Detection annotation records
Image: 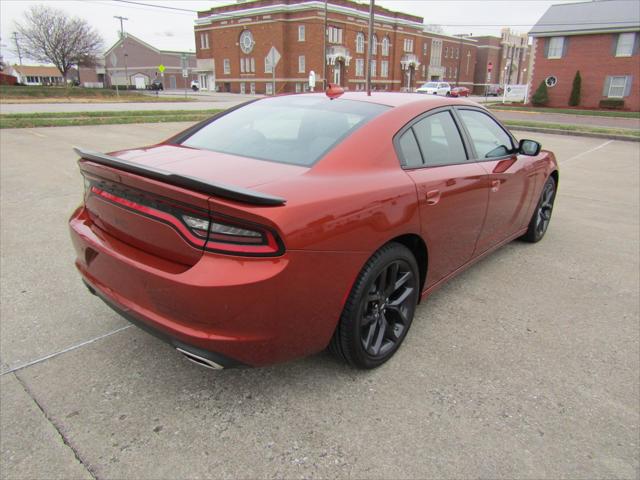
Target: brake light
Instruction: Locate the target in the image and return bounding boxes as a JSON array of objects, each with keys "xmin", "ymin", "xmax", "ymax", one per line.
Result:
[{"xmin": 85, "ymin": 177, "xmax": 284, "ymax": 256}]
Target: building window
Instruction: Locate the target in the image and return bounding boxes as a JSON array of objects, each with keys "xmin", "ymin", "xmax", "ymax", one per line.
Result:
[
  {"xmin": 380, "ymin": 60, "xmax": 389, "ymax": 78},
  {"xmin": 382, "ymin": 37, "xmax": 389, "ymax": 57},
  {"xmin": 615, "ymin": 32, "xmax": 636, "ymax": 57},
  {"xmin": 547, "ymin": 37, "xmax": 564, "ymax": 58},
  {"xmin": 429, "ymin": 40, "xmax": 442, "ymax": 67},
  {"xmin": 605, "ymin": 76, "xmax": 631, "ymax": 98},
  {"xmin": 200, "ymin": 33, "xmax": 209, "ymax": 50},
  {"xmin": 356, "ymin": 32, "xmax": 364, "ymax": 53},
  {"xmin": 327, "ymin": 27, "xmax": 342, "ymax": 44}
]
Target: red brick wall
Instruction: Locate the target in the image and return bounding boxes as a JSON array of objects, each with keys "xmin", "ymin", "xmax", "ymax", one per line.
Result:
[{"xmin": 531, "ymin": 34, "xmax": 640, "ymax": 111}]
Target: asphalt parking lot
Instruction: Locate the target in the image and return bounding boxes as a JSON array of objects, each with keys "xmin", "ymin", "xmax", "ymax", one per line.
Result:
[{"xmin": 0, "ymin": 124, "xmax": 640, "ymax": 479}]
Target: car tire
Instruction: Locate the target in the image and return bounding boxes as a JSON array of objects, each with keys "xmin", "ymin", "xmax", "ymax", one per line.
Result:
[
  {"xmin": 329, "ymin": 242, "xmax": 420, "ymax": 369},
  {"xmin": 520, "ymin": 177, "xmax": 557, "ymax": 243}
]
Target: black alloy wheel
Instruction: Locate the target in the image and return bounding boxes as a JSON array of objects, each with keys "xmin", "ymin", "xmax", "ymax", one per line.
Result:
[
  {"xmin": 522, "ymin": 177, "xmax": 556, "ymax": 243},
  {"xmin": 329, "ymin": 243, "xmax": 420, "ymax": 368}
]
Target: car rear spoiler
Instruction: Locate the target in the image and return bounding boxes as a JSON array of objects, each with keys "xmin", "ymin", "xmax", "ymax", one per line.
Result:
[{"xmin": 73, "ymin": 147, "xmax": 286, "ymax": 206}]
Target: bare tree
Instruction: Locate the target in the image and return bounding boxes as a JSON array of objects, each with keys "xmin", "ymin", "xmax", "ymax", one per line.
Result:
[{"xmin": 15, "ymin": 5, "xmax": 103, "ymax": 83}]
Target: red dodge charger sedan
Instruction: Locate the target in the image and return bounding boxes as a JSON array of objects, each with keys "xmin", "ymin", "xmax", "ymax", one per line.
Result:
[{"xmin": 70, "ymin": 89, "xmax": 558, "ymax": 368}]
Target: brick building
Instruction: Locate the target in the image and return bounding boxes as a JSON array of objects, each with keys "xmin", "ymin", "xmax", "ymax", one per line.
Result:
[
  {"xmin": 195, "ymin": 0, "xmax": 477, "ymax": 94},
  {"xmin": 529, "ymin": 0, "xmax": 640, "ymax": 111},
  {"xmin": 473, "ymin": 28, "xmax": 531, "ymax": 93},
  {"xmin": 104, "ymin": 32, "xmax": 196, "ymax": 89}
]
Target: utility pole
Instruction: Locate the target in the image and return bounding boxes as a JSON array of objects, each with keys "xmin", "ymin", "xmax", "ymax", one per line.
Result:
[
  {"xmin": 13, "ymin": 32, "xmax": 22, "ymax": 65},
  {"xmin": 113, "ymin": 15, "xmax": 129, "ymax": 90},
  {"xmin": 322, "ymin": 0, "xmax": 329, "ymax": 90},
  {"xmin": 366, "ymin": 0, "xmax": 376, "ymax": 97}
]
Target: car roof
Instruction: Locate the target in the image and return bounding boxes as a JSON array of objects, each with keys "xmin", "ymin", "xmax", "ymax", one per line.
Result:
[{"xmin": 292, "ymin": 91, "xmax": 476, "ymax": 108}]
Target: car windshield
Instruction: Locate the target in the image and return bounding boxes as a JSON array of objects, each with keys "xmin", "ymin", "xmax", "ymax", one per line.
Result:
[{"xmin": 182, "ymin": 95, "xmax": 390, "ymax": 166}]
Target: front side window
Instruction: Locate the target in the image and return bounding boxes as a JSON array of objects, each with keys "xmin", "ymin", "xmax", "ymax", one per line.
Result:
[
  {"xmin": 547, "ymin": 37, "xmax": 564, "ymax": 58},
  {"xmin": 182, "ymin": 95, "xmax": 390, "ymax": 166},
  {"xmin": 412, "ymin": 112, "xmax": 467, "ymax": 166},
  {"xmin": 459, "ymin": 110, "xmax": 513, "ymax": 159},
  {"xmin": 356, "ymin": 32, "xmax": 364, "ymax": 53},
  {"xmin": 616, "ymin": 32, "xmax": 636, "ymax": 57}
]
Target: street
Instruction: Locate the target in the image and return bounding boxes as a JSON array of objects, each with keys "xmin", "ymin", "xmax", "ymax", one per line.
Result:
[{"xmin": 0, "ymin": 124, "xmax": 640, "ymax": 479}]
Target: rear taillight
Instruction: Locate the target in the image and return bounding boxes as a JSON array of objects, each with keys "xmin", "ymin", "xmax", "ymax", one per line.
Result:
[
  {"xmin": 85, "ymin": 177, "xmax": 284, "ymax": 256},
  {"xmin": 182, "ymin": 215, "xmax": 282, "ymax": 255}
]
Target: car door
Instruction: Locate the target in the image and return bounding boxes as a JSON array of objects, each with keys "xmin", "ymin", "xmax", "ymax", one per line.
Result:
[
  {"xmin": 395, "ymin": 108, "xmax": 488, "ymax": 288},
  {"xmin": 456, "ymin": 107, "xmax": 536, "ymax": 254}
]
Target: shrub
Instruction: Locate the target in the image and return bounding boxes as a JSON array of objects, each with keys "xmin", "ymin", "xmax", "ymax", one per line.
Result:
[
  {"xmin": 531, "ymin": 80, "xmax": 549, "ymax": 107},
  {"xmin": 600, "ymin": 98, "xmax": 624, "ymax": 110},
  {"xmin": 569, "ymin": 70, "xmax": 582, "ymax": 107}
]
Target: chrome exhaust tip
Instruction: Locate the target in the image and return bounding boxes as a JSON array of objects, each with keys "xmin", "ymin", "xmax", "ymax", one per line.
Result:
[{"xmin": 176, "ymin": 347, "xmax": 224, "ymax": 370}]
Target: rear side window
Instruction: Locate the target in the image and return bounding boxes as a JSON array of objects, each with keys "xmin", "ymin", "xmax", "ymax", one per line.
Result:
[
  {"xmin": 413, "ymin": 112, "xmax": 467, "ymax": 166},
  {"xmin": 458, "ymin": 110, "xmax": 513, "ymax": 158},
  {"xmin": 182, "ymin": 96, "xmax": 390, "ymax": 166}
]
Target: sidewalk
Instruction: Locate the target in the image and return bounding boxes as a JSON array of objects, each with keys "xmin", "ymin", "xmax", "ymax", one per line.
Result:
[{"xmin": 491, "ymin": 106, "xmax": 640, "ymax": 130}]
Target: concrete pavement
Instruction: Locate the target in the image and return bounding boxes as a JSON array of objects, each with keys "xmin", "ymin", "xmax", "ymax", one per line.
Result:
[
  {"xmin": 0, "ymin": 124, "xmax": 640, "ymax": 479},
  {"xmin": 491, "ymin": 106, "xmax": 640, "ymax": 130}
]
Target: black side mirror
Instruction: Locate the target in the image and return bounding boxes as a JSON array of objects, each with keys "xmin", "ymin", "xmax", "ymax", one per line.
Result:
[{"xmin": 518, "ymin": 139, "xmax": 542, "ymax": 157}]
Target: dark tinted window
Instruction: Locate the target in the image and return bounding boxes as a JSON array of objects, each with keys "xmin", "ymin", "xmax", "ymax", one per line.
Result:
[
  {"xmin": 413, "ymin": 112, "xmax": 467, "ymax": 166},
  {"xmin": 182, "ymin": 95, "xmax": 390, "ymax": 165},
  {"xmin": 398, "ymin": 129, "xmax": 423, "ymax": 167},
  {"xmin": 458, "ymin": 110, "xmax": 513, "ymax": 158}
]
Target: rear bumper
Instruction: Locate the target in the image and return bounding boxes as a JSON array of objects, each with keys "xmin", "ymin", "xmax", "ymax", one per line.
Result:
[{"xmin": 70, "ymin": 207, "xmax": 367, "ymax": 367}]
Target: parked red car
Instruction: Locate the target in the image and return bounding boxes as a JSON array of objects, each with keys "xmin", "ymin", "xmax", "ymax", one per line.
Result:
[
  {"xmin": 70, "ymin": 92, "xmax": 558, "ymax": 368},
  {"xmin": 449, "ymin": 87, "xmax": 469, "ymax": 97}
]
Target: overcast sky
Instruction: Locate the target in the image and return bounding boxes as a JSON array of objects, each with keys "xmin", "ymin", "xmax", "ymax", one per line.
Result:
[{"xmin": 0, "ymin": 0, "xmax": 574, "ymax": 63}]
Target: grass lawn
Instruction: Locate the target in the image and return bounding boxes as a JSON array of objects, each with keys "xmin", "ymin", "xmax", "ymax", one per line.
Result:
[
  {"xmin": 489, "ymin": 103, "xmax": 640, "ymax": 118},
  {"xmin": 0, "ymin": 85, "xmax": 192, "ymax": 103},
  {"xmin": 502, "ymin": 120, "xmax": 640, "ymax": 138},
  {"xmin": 0, "ymin": 110, "xmax": 221, "ymax": 129}
]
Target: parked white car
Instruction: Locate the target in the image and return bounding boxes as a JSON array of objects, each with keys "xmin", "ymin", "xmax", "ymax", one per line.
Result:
[{"xmin": 416, "ymin": 82, "xmax": 451, "ymax": 96}]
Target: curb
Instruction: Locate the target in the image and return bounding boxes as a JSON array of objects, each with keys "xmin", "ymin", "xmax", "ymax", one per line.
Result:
[{"xmin": 503, "ymin": 122, "xmax": 640, "ymax": 142}]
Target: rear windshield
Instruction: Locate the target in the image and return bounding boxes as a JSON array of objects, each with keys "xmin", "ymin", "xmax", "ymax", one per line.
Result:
[{"xmin": 182, "ymin": 95, "xmax": 390, "ymax": 166}]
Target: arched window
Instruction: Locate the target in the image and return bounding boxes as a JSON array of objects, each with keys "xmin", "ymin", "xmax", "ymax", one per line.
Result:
[
  {"xmin": 382, "ymin": 37, "xmax": 389, "ymax": 57},
  {"xmin": 356, "ymin": 32, "xmax": 364, "ymax": 53}
]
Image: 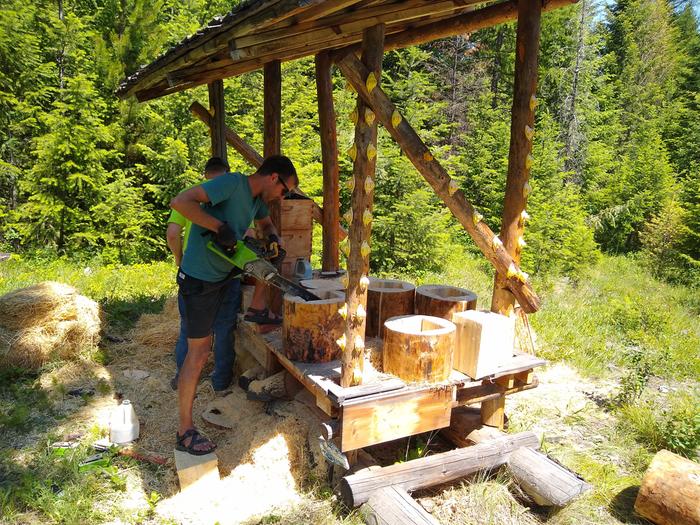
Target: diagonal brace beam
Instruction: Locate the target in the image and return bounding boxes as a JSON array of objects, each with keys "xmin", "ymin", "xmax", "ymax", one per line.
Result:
[{"xmin": 337, "ymin": 53, "xmax": 540, "ymax": 313}]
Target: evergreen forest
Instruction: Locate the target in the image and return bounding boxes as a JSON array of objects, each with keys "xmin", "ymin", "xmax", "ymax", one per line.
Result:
[{"xmin": 0, "ymin": 0, "xmax": 700, "ymax": 284}]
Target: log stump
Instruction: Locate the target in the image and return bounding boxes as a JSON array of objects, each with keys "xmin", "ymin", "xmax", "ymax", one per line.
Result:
[
  {"xmin": 383, "ymin": 315, "xmax": 456, "ymax": 383},
  {"xmin": 282, "ymin": 290, "xmax": 345, "ymax": 363},
  {"xmin": 634, "ymin": 450, "xmax": 700, "ymax": 525},
  {"xmin": 452, "ymin": 310, "xmax": 515, "ymax": 379},
  {"xmin": 415, "ymin": 284, "xmax": 476, "ymax": 321},
  {"xmin": 299, "ymin": 278, "xmax": 345, "ymax": 293},
  {"xmin": 365, "ymin": 277, "xmax": 416, "ymax": 337}
]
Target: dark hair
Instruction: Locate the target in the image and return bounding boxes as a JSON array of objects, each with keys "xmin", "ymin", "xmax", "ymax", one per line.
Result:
[
  {"xmin": 257, "ymin": 155, "xmax": 299, "ymax": 186},
  {"xmin": 204, "ymin": 157, "xmax": 231, "ymax": 172}
]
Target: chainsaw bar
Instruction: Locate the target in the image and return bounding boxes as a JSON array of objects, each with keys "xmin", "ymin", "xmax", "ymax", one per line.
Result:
[{"xmin": 243, "ymin": 259, "xmax": 321, "ymax": 301}]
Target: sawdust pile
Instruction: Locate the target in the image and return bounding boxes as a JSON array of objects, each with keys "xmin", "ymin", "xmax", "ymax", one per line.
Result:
[
  {"xmin": 132, "ymin": 296, "xmax": 180, "ymax": 350},
  {"xmin": 0, "ymin": 281, "xmax": 101, "ymax": 368},
  {"xmin": 158, "ymin": 389, "xmax": 325, "ymax": 525}
]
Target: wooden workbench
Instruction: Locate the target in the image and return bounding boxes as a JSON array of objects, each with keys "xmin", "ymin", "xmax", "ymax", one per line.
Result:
[{"xmin": 237, "ymin": 322, "xmax": 546, "ymax": 452}]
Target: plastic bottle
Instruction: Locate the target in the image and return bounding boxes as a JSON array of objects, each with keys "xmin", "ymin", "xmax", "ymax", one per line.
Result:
[{"xmin": 109, "ymin": 399, "xmax": 139, "ymax": 444}]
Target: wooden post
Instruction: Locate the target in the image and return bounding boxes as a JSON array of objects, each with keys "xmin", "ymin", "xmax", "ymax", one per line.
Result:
[
  {"xmin": 337, "ymin": 53, "xmax": 540, "ymax": 312},
  {"xmin": 491, "ymin": 0, "xmax": 542, "ymax": 315},
  {"xmin": 316, "ymin": 51, "xmax": 340, "ymax": 272},
  {"xmin": 340, "ymin": 24, "xmax": 384, "ymax": 387},
  {"xmin": 263, "ymin": 60, "xmax": 282, "ymax": 314},
  {"xmin": 208, "ymin": 80, "xmax": 228, "ymax": 162}
]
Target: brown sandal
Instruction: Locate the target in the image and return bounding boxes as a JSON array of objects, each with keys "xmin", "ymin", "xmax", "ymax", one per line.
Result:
[{"xmin": 175, "ymin": 428, "xmax": 216, "ymax": 456}]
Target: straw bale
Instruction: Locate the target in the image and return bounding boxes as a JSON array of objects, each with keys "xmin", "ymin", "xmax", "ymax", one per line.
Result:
[
  {"xmin": 132, "ymin": 297, "xmax": 180, "ymax": 350},
  {"xmin": 0, "ymin": 281, "xmax": 101, "ymax": 368}
]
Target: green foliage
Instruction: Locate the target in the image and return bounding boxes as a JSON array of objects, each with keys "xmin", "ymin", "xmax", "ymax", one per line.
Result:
[
  {"xmin": 532, "ymin": 253, "xmax": 700, "ymax": 376},
  {"xmin": 618, "ymin": 390, "xmax": 700, "ymax": 459}
]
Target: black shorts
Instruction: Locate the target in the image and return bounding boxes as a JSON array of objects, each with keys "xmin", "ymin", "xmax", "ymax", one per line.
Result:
[{"xmin": 177, "ymin": 270, "xmax": 234, "ymax": 339}]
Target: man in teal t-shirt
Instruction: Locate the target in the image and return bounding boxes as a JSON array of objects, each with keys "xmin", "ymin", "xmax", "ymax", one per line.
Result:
[
  {"xmin": 170, "ymin": 155, "xmax": 299, "ymax": 455},
  {"xmin": 166, "ymin": 157, "xmax": 241, "ymax": 394}
]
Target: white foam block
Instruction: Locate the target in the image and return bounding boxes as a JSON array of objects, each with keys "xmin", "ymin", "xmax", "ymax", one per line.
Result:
[{"xmin": 452, "ymin": 310, "xmax": 515, "ymax": 379}]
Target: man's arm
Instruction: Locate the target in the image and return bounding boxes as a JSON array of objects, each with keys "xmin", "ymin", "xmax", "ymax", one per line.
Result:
[
  {"xmin": 165, "ymin": 222, "xmax": 182, "ymax": 267},
  {"xmin": 255, "ymin": 215, "xmax": 279, "ymax": 239},
  {"xmin": 170, "ymin": 186, "xmax": 223, "ymax": 232}
]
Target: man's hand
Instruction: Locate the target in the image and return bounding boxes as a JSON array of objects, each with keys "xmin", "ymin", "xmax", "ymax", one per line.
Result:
[{"xmin": 216, "ymin": 222, "xmax": 238, "ymax": 249}]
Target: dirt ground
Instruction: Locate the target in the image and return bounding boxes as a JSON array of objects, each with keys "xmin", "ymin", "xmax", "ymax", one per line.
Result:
[{"xmin": 26, "ymin": 302, "xmax": 640, "ymax": 524}]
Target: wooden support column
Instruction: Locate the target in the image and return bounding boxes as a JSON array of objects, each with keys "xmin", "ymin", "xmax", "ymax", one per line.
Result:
[
  {"xmin": 491, "ymin": 0, "xmax": 542, "ymax": 315},
  {"xmin": 263, "ymin": 60, "xmax": 282, "ymax": 314},
  {"xmin": 316, "ymin": 51, "xmax": 340, "ymax": 272},
  {"xmin": 208, "ymin": 80, "xmax": 228, "ymax": 162},
  {"xmin": 337, "ymin": 53, "xmax": 540, "ymax": 313},
  {"xmin": 340, "ymin": 24, "xmax": 384, "ymax": 387},
  {"xmin": 190, "ymin": 102, "xmax": 348, "ymax": 240}
]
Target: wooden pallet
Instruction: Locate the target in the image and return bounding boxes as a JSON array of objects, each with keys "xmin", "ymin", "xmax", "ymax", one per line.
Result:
[{"xmin": 238, "ymin": 322, "xmax": 546, "ymax": 452}]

*EXERCISE OBJECTIVE:* Repeat the lines starting at the one containing "Target: wooden support column" and continuing through the end of the records.

*REPLY TO THE TASK:*
Target: wooden support column
Instruction: Locate the target in the image and return bounding boxes as a JSON array of objects, each with keys "xmin", "ymin", "xmax", "ymax", one per line.
Result:
[
  {"xmin": 491, "ymin": 0, "xmax": 542, "ymax": 315},
  {"xmin": 263, "ymin": 60, "xmax": 282, "ymax": 314},
  {"xmin": 316, "ymin": 51, "xmax": 340, "ymax": 272},
  {"xmin": 208, "ymin": 80, "xmax": 228, "ymax": 162},
  {"xmin": 337, "ymin": 53, "xmax": 540, "ymax": 313},
  {"xmin": 340, "ymin": 24, "xmax": 384, "ymax": 387},
  {"xmin": 190, "ymin": 102, "xmax": 348, "ymax": 240}
]
Target: wooden pallet
Instruction: Locate the target in the image and return bounding boxes as a JSON array of objects, each with keys "xmin", "ymin", "xmax", "ymax", one per line.
Result:
[{"xmin": 238, "ymin": 322, "xmax": 546, "ymax": 452}]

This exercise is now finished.